- _EXERCISE TASK_: Show every line of the data below that contains the word "pixel". Treat uppercase and lowercase letters as different.

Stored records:
########################################

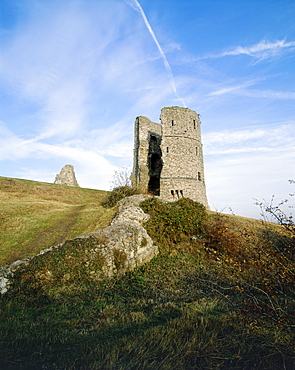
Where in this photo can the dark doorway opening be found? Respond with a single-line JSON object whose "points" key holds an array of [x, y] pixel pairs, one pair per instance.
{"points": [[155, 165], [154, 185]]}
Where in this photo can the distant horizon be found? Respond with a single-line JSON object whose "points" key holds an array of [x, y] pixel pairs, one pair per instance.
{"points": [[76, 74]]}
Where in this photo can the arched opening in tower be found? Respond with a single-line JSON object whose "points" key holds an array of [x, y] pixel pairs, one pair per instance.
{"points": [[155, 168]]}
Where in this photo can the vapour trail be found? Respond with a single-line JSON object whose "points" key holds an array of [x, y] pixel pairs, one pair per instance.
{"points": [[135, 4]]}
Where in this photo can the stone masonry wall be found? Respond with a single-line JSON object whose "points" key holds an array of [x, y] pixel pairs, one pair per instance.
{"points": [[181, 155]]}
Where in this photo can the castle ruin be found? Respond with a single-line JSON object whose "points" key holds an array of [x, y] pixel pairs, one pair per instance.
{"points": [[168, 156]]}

########################################

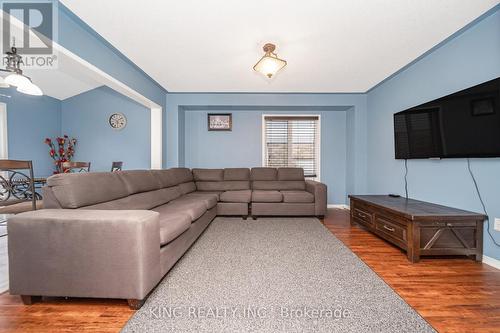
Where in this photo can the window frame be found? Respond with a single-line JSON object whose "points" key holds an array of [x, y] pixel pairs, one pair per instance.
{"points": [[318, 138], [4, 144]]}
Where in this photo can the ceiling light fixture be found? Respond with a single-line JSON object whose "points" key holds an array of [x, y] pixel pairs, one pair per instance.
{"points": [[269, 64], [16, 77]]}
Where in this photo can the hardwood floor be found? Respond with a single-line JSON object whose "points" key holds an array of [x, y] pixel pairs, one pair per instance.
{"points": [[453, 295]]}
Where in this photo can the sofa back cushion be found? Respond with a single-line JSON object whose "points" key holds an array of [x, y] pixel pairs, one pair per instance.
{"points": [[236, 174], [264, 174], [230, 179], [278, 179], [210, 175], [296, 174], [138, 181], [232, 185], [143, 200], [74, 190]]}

########################################

- _OUTPUT FOR THIS EXERCISE_:
Where in this photo can the dark doorway opening be found? Respond with a single-line JSON object whose "points" key holds an array of [x, y] pixel pairs, one pair per instance.
Where in this photo can the distant horizon be found? Respond with a single-line JSON object whose "points" key holds an array of [x, y] pixel pairs, one pair per instance.
Where in this photo can the arched opening in tower be found? Respond with a single-line JSON object whose "points" key holds an array of [x, y] pixel pairs, one pair per instance.
Where in this photo can the vapour trail be found? Respond with a single-line JSON object whose "points" key holds an array of [x, y] pixel pairs, one pair per instance.
Where in this photo can the stone masonry wall be found? Respond with a single-line JSON object whose "points" key holds an array of [x, y] pixel pairs, one pair per instance.
Where in this photo can the castle ruin be found? Respond with a single-line JSON object whose "points" key holds an array of [x, y] pixel pairs, one pair per instance.
Where in this photo can the window frame be found? Respond with a single-line JSON object whose "points" key holds an array of [x, y] pixel pairs, one pair per instance.
Where in this photo can the ceiling light fixture be found? Respond with a single-line JSON object whose "points" key holds an array of [x, y] pixel pairs, one pair per instance.
Where in this photo can the hardwood floor be found? Respond with a single-line JSON object whose "points" key holds an array of [x, y] pixel pairs, one pair per instance.
Where in this photo can the sofa back cushion be found? Respond with a single-line JSON object whose "points" key holds an array of [x, y] pixel pairs, one pair per instance.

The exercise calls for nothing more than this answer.